_Dataset extract_

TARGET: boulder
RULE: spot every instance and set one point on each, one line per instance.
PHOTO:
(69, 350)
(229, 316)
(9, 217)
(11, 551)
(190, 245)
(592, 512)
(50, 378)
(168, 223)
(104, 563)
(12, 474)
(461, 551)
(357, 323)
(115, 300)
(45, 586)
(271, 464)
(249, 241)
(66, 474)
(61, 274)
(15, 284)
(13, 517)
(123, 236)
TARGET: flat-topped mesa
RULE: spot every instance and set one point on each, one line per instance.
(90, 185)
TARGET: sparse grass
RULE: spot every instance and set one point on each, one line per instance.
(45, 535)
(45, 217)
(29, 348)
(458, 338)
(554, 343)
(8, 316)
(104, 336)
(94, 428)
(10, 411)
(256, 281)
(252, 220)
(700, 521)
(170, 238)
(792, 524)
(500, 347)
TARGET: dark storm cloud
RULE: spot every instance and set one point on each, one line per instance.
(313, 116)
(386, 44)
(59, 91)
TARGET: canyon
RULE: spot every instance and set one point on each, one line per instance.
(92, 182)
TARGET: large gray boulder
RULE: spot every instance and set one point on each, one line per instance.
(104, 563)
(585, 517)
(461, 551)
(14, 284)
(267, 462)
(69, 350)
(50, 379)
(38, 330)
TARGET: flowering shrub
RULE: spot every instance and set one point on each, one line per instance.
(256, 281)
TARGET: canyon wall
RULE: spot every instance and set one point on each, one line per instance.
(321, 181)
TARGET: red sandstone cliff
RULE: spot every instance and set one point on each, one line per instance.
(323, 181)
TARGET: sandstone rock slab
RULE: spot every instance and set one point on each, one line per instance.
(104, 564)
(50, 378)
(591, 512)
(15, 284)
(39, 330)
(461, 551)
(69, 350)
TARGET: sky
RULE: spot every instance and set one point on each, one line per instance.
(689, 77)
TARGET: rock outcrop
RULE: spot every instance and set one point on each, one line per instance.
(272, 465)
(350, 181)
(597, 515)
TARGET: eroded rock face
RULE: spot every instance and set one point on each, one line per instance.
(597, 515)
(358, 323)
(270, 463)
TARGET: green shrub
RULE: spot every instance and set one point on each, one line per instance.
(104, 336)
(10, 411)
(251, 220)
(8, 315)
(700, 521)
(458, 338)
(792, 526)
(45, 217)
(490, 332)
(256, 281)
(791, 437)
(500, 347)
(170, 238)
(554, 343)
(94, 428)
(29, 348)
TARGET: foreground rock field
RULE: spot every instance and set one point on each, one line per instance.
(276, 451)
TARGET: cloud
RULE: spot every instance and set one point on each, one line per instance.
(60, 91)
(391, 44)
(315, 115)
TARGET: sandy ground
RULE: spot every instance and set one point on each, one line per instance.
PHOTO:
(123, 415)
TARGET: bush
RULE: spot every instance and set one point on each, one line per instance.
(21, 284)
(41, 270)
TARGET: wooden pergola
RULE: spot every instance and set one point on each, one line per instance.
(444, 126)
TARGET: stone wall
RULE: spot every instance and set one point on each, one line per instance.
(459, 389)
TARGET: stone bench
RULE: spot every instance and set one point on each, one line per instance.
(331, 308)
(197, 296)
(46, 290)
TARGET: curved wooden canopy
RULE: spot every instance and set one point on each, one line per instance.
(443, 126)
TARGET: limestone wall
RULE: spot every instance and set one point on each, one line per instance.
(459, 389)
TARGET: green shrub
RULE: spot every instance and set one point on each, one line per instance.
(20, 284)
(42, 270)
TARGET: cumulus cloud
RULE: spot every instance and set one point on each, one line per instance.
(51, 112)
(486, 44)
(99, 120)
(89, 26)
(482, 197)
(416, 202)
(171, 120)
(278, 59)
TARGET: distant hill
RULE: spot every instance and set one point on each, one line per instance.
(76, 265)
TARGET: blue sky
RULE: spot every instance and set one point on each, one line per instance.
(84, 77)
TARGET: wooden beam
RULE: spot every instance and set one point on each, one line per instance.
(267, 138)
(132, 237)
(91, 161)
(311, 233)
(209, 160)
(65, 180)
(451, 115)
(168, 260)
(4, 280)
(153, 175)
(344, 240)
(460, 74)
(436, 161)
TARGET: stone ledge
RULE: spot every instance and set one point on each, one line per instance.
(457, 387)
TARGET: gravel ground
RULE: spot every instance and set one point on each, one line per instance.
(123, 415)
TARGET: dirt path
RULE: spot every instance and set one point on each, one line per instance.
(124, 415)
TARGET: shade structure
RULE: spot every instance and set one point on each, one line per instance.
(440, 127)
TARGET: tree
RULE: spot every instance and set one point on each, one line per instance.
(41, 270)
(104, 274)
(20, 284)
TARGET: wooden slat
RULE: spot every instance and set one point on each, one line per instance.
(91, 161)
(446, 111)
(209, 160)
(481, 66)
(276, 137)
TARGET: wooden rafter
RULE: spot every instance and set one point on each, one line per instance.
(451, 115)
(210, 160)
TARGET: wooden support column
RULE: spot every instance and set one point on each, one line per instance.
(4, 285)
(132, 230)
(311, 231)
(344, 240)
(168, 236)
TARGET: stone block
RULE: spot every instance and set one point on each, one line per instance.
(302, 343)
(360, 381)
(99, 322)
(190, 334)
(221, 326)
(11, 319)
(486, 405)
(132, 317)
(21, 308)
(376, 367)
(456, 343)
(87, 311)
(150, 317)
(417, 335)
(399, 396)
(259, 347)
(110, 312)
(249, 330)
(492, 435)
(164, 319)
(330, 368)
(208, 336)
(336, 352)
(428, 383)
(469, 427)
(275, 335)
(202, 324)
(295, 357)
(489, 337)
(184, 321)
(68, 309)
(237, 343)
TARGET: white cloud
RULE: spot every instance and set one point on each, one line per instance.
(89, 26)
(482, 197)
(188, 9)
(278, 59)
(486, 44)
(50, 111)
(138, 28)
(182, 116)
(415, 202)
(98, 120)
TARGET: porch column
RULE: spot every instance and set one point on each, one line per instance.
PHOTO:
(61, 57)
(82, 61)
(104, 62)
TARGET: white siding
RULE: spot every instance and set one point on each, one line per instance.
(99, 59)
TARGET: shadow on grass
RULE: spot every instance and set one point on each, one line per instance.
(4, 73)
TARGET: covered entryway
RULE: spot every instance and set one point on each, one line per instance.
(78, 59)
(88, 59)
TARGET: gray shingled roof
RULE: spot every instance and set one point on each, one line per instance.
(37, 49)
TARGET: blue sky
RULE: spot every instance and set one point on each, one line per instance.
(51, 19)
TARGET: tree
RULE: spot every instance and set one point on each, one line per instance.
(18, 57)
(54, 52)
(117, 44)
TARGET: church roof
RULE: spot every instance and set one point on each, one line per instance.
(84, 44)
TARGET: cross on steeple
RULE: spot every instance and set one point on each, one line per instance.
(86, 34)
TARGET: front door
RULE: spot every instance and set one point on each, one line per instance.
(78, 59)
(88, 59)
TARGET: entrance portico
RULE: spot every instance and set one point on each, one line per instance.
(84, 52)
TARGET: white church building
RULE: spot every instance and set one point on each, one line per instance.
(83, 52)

_Problem_
Extract exactly and only the lines above from the line containing "TARGET: wooden support column" through the line containing "TARGET: shadow on grass", both end lines included.

_Answer to this exercise_
TARGET: wooden support column
RULE: spot every instance and set one point on each, one line per instance.
(4, 285)
(132, 230)
(311, 231)
(344, 240)
(168, 236)
TARGET: stone block
RULE: spot every instance and set one point on each, one line per instance.
(302, 343)
(360, 381)
(99, 322)
(190, 334)
(221, 326)
(11, 319)
(486, 405)
(132, 317)
(21, 308)
(376, 367)
(456, 343)
(87, 311)
(150, 317)
(417, 335)
(399, 396)
(259, 347)
(110, 312)
(249, 330)
(492, 435)
(164, 319)
(330, 368)
(208, 336)
(336, 352)
(428, 383)
(469, 427)
(275, 335)
(202, 324)
(295, 357)
(489, 337)
(184, 321)
(68, 309)
(237, 343)
TARGET: white cloud
RULE: spot every instance and set one point on each, one line per instance.
(89, 26)
(482, 197)
(188, 9)
(278, 59)
(486, 44)
(50, 111)
(138, 28)
(182, 116)
(415, 202)
(98, 120)
TARGET: porch column
RULE: spot every instance and set one point on each, one line per instance.
PHOTO:
(61, 57)
(82, 61)
(104, 62)
TARGET: white siding
RULE: spot every instance and set one point on each, one line per instance.
(99, 59)
TARGET: shadow on grass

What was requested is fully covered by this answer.